[Image object location entries]
* * * *
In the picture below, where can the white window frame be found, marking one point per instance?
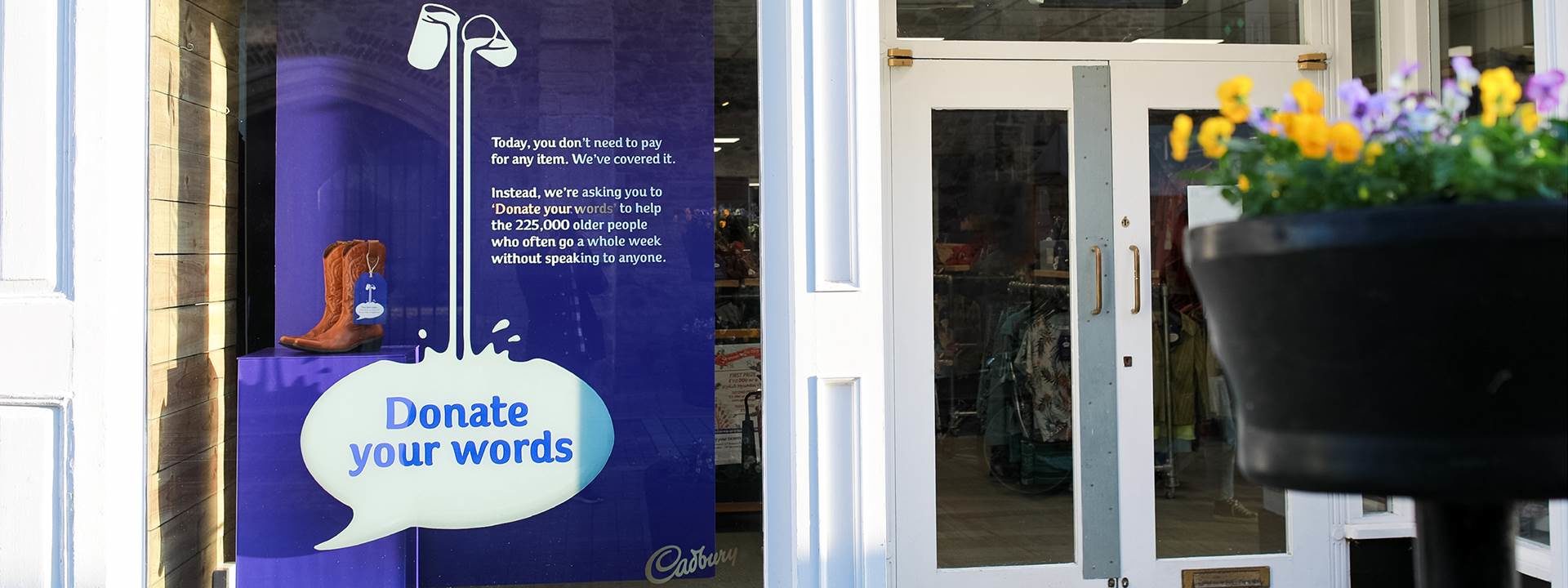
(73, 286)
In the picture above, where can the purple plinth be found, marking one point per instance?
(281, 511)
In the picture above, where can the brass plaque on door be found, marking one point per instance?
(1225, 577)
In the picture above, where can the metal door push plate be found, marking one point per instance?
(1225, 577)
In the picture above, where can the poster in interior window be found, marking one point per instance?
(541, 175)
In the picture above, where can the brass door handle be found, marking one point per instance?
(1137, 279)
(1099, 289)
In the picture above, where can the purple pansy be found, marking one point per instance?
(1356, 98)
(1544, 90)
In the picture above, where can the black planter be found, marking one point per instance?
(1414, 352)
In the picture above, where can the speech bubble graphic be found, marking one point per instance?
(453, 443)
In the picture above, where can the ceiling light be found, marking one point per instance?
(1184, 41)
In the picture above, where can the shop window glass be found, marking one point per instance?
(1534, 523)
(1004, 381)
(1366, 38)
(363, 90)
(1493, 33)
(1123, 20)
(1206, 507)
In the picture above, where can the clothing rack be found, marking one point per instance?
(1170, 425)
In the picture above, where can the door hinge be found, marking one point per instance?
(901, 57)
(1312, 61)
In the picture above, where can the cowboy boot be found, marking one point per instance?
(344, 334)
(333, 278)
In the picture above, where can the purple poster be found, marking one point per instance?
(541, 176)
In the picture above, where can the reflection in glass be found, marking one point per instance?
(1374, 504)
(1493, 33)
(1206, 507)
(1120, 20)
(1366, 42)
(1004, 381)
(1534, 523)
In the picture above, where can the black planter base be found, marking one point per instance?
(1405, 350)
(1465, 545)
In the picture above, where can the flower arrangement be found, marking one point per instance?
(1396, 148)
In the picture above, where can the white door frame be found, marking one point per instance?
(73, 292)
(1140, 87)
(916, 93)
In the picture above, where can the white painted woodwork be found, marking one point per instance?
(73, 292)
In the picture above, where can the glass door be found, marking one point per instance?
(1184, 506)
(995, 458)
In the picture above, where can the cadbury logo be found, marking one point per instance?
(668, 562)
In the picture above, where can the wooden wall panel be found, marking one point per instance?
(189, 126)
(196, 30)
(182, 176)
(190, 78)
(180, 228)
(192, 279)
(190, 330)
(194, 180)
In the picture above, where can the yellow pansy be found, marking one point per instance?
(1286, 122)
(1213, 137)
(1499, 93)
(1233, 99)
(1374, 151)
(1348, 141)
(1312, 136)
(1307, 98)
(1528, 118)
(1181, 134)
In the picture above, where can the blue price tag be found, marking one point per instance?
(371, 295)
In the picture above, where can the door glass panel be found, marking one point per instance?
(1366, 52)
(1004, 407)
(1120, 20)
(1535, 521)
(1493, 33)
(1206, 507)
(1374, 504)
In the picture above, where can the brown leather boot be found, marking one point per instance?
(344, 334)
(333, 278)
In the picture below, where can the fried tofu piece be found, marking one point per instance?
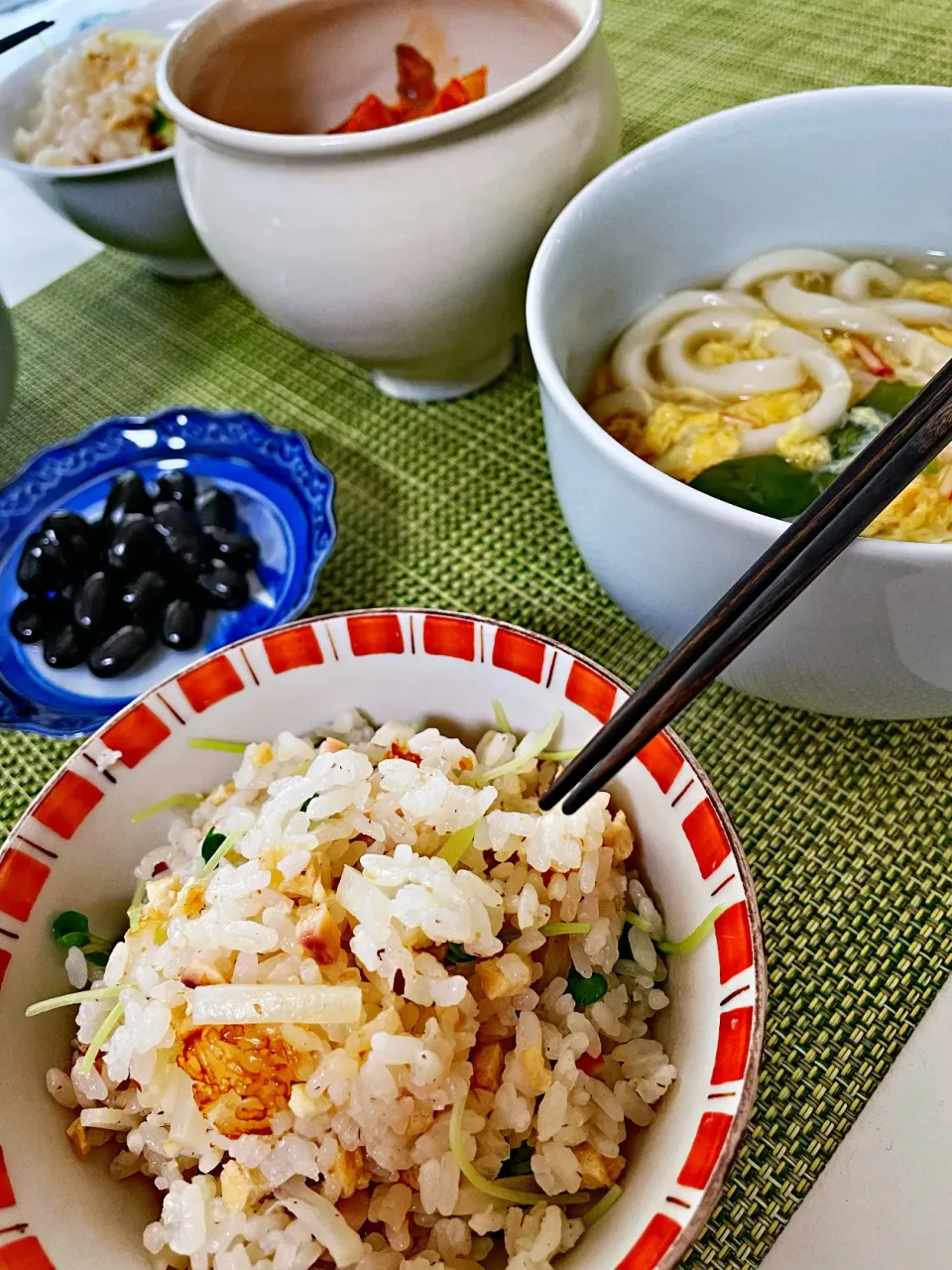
* * * *
> **Set exercise**
Recast the lines starting at the one containing "In the picture above, where can the poster" and ending at the one containing "(1099, 289)" as a two-column CSV with the columns input and output. Give one row for each line of text paired with the answer below it, placing each value in a single quoted field and replacing line breaks with spaces.

> **Task result**
input,output
"In the picture above, where can the poster in interior window be found, marking one point per instance?","(541, 175)"
"In the picture above, where can the brass door handle be found, marking one point per instance?","(1137, 279) (1099, 289)"